- [What is asked]:
List every line of the material below that contains the word "blue", copying each line in full. Match case exactly.

- [Records taken from a collection]:
□ □ □ □ □ □ □
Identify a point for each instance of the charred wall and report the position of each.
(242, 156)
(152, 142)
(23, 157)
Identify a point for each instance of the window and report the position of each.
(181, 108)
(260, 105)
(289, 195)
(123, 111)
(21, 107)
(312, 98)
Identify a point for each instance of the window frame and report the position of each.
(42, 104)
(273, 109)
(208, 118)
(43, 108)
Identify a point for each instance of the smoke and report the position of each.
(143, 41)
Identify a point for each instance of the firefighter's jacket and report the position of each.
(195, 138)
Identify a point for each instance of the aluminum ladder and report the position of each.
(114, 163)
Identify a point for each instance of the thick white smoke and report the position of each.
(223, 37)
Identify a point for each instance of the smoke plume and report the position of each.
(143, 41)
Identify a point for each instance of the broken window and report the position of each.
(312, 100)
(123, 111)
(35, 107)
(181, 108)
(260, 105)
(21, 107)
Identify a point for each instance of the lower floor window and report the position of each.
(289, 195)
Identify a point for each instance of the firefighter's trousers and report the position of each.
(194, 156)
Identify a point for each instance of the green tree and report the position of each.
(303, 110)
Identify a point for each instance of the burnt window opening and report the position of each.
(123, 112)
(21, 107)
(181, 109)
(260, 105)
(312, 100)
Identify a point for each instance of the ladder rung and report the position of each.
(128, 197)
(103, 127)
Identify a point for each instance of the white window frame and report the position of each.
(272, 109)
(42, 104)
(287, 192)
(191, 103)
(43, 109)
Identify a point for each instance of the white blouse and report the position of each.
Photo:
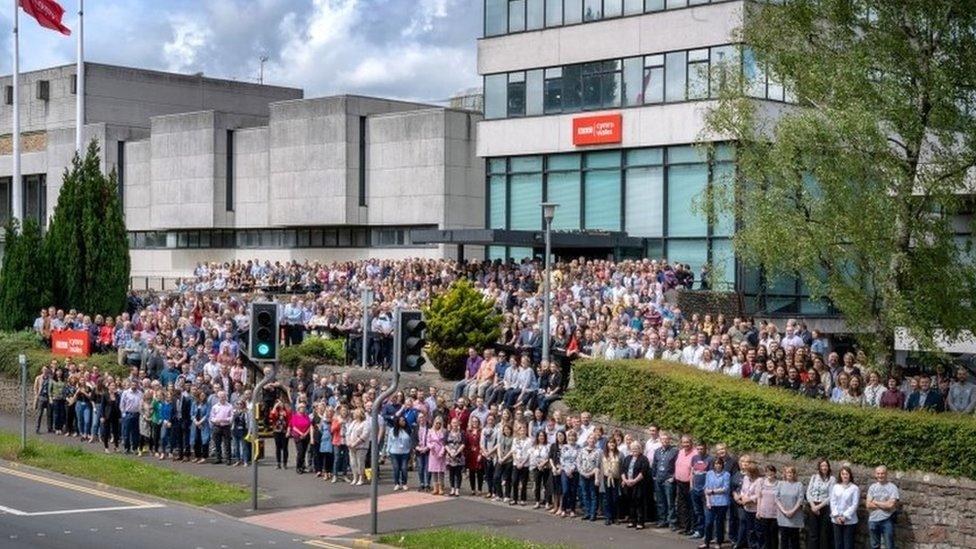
(844, 501)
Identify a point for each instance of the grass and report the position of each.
(447, 538)
(120, 471)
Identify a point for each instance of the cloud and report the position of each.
(409, 49)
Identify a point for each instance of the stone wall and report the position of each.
(937, 512)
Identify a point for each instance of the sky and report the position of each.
(406, 49)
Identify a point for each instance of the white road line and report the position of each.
(18, 512)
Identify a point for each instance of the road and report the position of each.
(46, 510)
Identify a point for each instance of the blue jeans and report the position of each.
(698, 511)
(96, 424)
(341, 465)
(715, 524)
(588, 496)
(569, 485)
(83, 417)
(664, 498)
(400, 468)
(130, 431)
(882, 532)
(422, 473)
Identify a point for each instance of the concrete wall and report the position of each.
(690, 28)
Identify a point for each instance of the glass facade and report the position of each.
(662, 194)
(671, 77)
(511, 16)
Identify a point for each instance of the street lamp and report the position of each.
(548, 212)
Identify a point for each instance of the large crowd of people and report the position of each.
(188, 395)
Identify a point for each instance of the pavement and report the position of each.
(292, 509)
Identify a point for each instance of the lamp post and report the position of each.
(548, 212)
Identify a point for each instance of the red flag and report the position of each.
(47, 12)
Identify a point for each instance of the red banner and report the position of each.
(70, 343)
(48, 14)
(598, 130)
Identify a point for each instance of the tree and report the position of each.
(87, 241)
(857, 189)
(458, 319)
(24, 281)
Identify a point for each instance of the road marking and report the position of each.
(326, 545)
(71, 486)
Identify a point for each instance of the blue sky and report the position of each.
(411, 49)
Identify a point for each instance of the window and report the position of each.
(592, 10)
(496, 95)
(654, 79)
(572, 11)
(516, 94)
(497, 202)
(675, 76)
(534, 14)
(496, 17)
(554, 13)
(633, 81)
(553, 91)
(516, 15)
(698, 74)
(534, 92)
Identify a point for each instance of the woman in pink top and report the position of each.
(300, 429)
(767, 530)
(436, 450)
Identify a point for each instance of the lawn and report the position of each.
(120, 471)
(446, 538)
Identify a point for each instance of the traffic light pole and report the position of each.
(255, 398)
(375, 431)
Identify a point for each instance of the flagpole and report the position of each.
(16, 188)
(80, 79)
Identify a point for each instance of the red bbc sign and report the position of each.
(70, 343)
(597, 130)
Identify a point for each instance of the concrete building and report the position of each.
(217, 170)
(594, 104)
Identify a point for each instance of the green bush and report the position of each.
(12, 344)
(714, 407)
(457, 319)
(312, 352)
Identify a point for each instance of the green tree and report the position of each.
(87, 241)
(24, 281)
(457, 319)
(858, 189)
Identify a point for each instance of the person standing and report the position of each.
(633, 470)
(789, 503)
(662, 469)
(844, 499)
(42, 399)
(882, 503)
(221, 416)
(820, 534)
(716, 492)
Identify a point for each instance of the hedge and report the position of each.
(714, 407)
(12, 344)
(312, 352)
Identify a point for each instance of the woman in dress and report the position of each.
(436, 436)
(454, 456)
(789, 502)
(845, 496)
(473, 459)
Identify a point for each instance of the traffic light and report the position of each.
(410, 340)
(263, 336)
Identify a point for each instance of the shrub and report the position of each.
(12, 344)
(457, 319)
(714, 407)
(312, 352)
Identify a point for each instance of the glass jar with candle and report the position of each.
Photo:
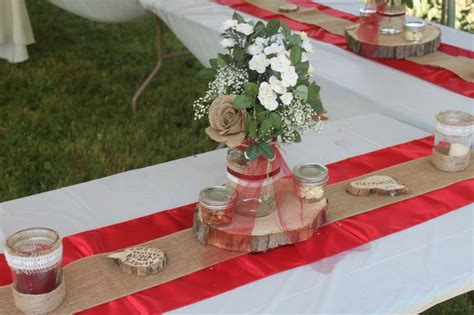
(453, 134)
(392, 16)
(414, 31)
(312, 178)
(217, 205)
(34, 257)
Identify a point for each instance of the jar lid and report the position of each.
(454, 123)
(217, 197)
(415, 25)
(33, 249)
(311, 173)
(366, 12)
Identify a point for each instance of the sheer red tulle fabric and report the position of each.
(330, 240)
(438, 76)
(265, 188)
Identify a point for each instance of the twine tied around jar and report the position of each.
(40, 303)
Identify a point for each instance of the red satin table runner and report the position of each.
(330, 239)
(438, 76)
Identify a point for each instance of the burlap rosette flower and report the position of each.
(226, 122)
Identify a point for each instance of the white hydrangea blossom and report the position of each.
(228, 42)
(259, 63)
(289, 77)
(244, 28)
(277, 85)
(280, 63)
(228, 80)
(267, 96)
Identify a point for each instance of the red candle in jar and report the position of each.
(34, 256)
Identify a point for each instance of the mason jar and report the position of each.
(312, 179)
(34, 256)
(414, 31)
(392, 17)
(452, 144)
(216, 205)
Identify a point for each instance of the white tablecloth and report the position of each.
(403, 272)
(15, 30)
(351, 85)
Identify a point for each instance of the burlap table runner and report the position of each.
(96, 279)
(462, 66)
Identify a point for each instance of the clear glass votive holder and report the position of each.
(217, 205)
(414, 31)
(34, 256)
(311, 178)
(452, 144)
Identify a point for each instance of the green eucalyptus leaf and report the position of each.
(252, 129)
(238, 17)
(251, 89)
(302, 92)
(266, 128)
(266, 150)
(242, 101)
(302, 68)
(238, 53)
(285, 29)
(295, 40)
(272, 27)
(213, 63)
(252, 152)
(206, 74)
(295, 55)
(276, 120)
(296, 137)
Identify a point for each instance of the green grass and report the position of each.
(65, 113)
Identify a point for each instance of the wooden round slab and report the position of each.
(140, 261)
(393, 46)
(285, 226)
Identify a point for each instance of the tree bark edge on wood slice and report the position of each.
(140, 261)
(223, 238)
(394, 46)
(379, 184)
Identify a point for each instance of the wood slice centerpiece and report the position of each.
(393, 46)
(287, 225)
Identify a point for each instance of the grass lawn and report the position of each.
(65, 113)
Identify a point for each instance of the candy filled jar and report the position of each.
(453, 137)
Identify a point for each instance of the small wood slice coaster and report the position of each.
(286, 225)
(393, 46)
(379, 184)
(140, 261)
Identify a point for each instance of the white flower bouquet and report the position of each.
(260, 90)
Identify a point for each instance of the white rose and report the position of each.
(304, 57)
(261, 41)
(287, 98)
(254, 49)
(303, 35)
(276, 85)
(267, 97)
(306, 45)
(229, 24)
(227, 42)
(280, 63)
(244, 28)
(259, 63)
(274, 49)
(289, 77)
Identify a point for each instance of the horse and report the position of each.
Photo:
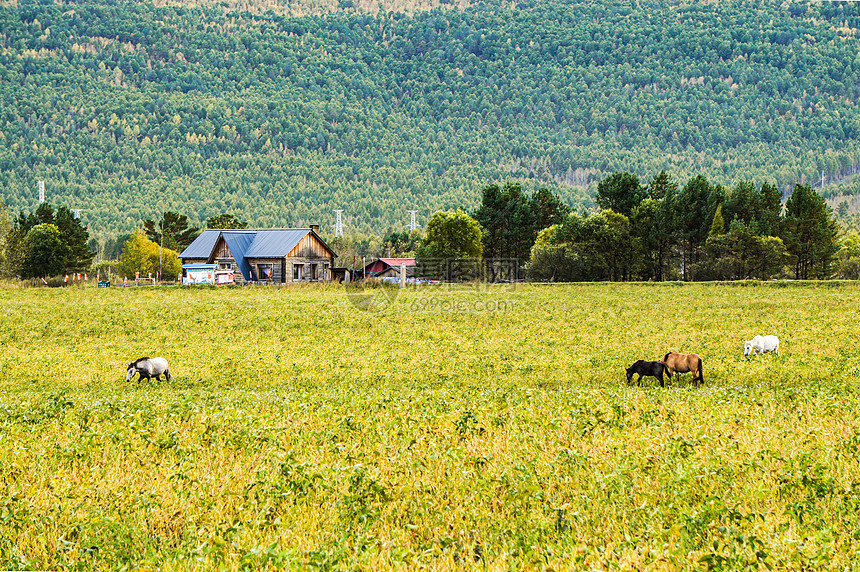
(682, 363)
(761, 344)
(148, 368)
(651, 368)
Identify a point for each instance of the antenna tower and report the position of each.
(413, 225)
(338, 224)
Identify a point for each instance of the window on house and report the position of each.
(264, 271)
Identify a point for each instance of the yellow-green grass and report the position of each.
(489, 428)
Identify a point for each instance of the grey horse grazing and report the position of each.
(148, 368)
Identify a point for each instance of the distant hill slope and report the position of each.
(124, 108)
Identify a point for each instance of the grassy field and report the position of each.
(487, 428)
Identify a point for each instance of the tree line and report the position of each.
(640, 231)
(658, 231)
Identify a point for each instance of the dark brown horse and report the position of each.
(682, 363)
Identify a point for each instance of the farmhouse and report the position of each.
(279, 255)
(389, 267)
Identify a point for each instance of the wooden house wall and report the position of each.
(309, 247)
(278, 265)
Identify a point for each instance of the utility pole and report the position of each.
(338, 224)
(161, 245)
(413, 225)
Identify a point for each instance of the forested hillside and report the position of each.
(126, 108)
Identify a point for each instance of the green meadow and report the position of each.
(486, 428)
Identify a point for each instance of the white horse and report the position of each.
(148, 368)
(762, 344)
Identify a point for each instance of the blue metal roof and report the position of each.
(247, 243)
(276, 243)
(239, 243)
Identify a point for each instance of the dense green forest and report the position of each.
(126, 109)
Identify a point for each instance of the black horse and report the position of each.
(652, 368)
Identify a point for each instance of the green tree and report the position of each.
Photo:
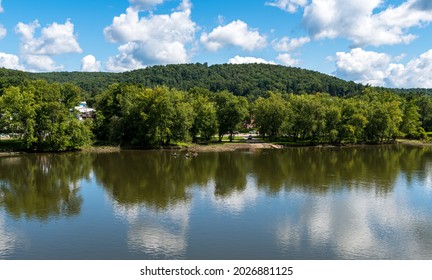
□ □ □ □ □ □ □
- [Worked solution]:
Identify a point for each instance of the blue jeans and report the position of each.
Identify a point for each instance of the blue sky and report the position of each.
Identify a point for each instance of the blue metal roof and report the position of each.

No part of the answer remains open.